START TEXT PASSAGE
Preheat oven to 325F.  Heat the high-temp oil in a large Dutch oven over medium-high heat.

Sear the chuck roast deeply on both sides until well-browned.

Place the roast in a bowl; set aside.
Saute the onions and garlic.

Cook for a few minutes, until the onion is softened (but not browned).  
Add the tomato paste and stir for about a minute, until aromatic.

Add the balsamic vinegar and broth; use a wooden spoon to deglaze the pan (scrape up the delicious browned bits from the bottom of the pan).  Bring to a boil.
Return the chuck roast to the pan.  Add the bay leaves.  
If needed, add more broth or water so that the roast is at least half covered in liquid.  Cover the pan and place in the oven.  
Cook for 3-4 hours until the meat is tender enough to cut with a wooden spoon.  (During the last hour or so, partially uncover the roast so some of the liquid will cook off.  Flip the meat over to keep one side from drying out.)
END TEXT PASSAGE
REQUIRED WORK >>
1/ Copy the chuck roast recipe word for word, starting with "Preheat oven to" and going on through "the bay leaves.".
2/ Answer these questions from the chuck roast recipe:
(a) What temperature should the oven be preheated to?
(b) What is added to the pan right after the chuck roast is returned to it?
(c) How long does the roast cook in the oven?
START MATERIAL PROVIDED
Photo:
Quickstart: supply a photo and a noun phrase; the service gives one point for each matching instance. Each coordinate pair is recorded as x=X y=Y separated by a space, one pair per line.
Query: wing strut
END MATERIAL PROVIDED
THE RESPONSES >>
1/
Preheat oven to 325F.  Heat the high-temp oil in a large Dutch oven over medium-high heat.

Sear the chuck roast deeply on both sides until well-browned.

Place the roast in a bowl; set aside.
Saute the onions and garlic.

Cook for a few minutes, until the onion is softened (but not browned).  
Add the tomato paste and stir for about a minute, until aromatic.

Add the balsamic vinegar and broth; use a wooden spoon to deglaze the pan (scrape up the delicious browned bits from the bottom of the pan).  Bring to a boil.
Return the chuck roast to the pan.  Add the bay leaves.

2/
(a) 325F
(b) The bay leaves
(c) 3-4 hours